• Coordinate annotation data
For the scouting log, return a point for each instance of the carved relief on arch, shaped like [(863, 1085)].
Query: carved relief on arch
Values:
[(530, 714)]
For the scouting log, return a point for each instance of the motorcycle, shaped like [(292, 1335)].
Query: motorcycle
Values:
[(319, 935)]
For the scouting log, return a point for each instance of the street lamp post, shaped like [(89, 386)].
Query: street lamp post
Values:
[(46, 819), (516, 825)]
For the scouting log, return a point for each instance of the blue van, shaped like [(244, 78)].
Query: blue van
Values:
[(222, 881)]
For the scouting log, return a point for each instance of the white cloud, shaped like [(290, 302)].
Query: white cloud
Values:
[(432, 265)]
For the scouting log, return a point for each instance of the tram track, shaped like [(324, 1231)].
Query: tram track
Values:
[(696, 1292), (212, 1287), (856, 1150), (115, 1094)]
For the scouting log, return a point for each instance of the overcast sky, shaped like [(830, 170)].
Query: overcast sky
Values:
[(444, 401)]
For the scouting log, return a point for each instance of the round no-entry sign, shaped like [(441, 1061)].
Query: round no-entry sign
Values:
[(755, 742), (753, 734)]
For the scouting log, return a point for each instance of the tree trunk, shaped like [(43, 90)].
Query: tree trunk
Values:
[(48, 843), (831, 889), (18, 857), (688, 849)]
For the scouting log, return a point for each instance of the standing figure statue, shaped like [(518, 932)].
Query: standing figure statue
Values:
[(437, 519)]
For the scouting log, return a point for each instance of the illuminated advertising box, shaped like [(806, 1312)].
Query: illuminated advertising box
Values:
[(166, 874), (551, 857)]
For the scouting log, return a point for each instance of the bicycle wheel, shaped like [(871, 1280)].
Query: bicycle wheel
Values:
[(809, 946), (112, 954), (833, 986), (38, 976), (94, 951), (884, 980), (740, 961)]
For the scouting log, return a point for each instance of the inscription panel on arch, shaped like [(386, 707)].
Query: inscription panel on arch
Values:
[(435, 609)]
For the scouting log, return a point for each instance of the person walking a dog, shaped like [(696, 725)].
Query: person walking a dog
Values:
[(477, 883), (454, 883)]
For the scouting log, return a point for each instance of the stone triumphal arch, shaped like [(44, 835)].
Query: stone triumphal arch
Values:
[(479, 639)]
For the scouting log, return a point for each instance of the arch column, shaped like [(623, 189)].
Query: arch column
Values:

• Exercise description
Please put the data, from its first line through the line containing "[(222, 881)]" inclusive, into a JSON list of strings with one string per line and no blank lines.

• Response to this task
[
  "For the scouting log, return a point for each instance of the carved relief on arch, shaped like [(863, 1085)].",
  "Query: carved relief on arch",
  "Values:",
  "[(530, 714)]",
  "For the scouting log, return a point for each instance of the motorcycle, shaped like [(292, 1335)].",
  "Query: motorcycle",
  "Values:",
  "[(319, 935)]",
  "For the scouting log, return a point for each instance of the street lamp post, shaped like [(89, 386)].",
  "Query: street lamp post",
  "Values:",
  "[(46, 819), (516, 825)]",
  "For the scouting log, return a point for each instance of the blue van, shaped like [(244, 78)].",
  "Query: blue van",
  "Values:",
  "[(222, 881)]"
]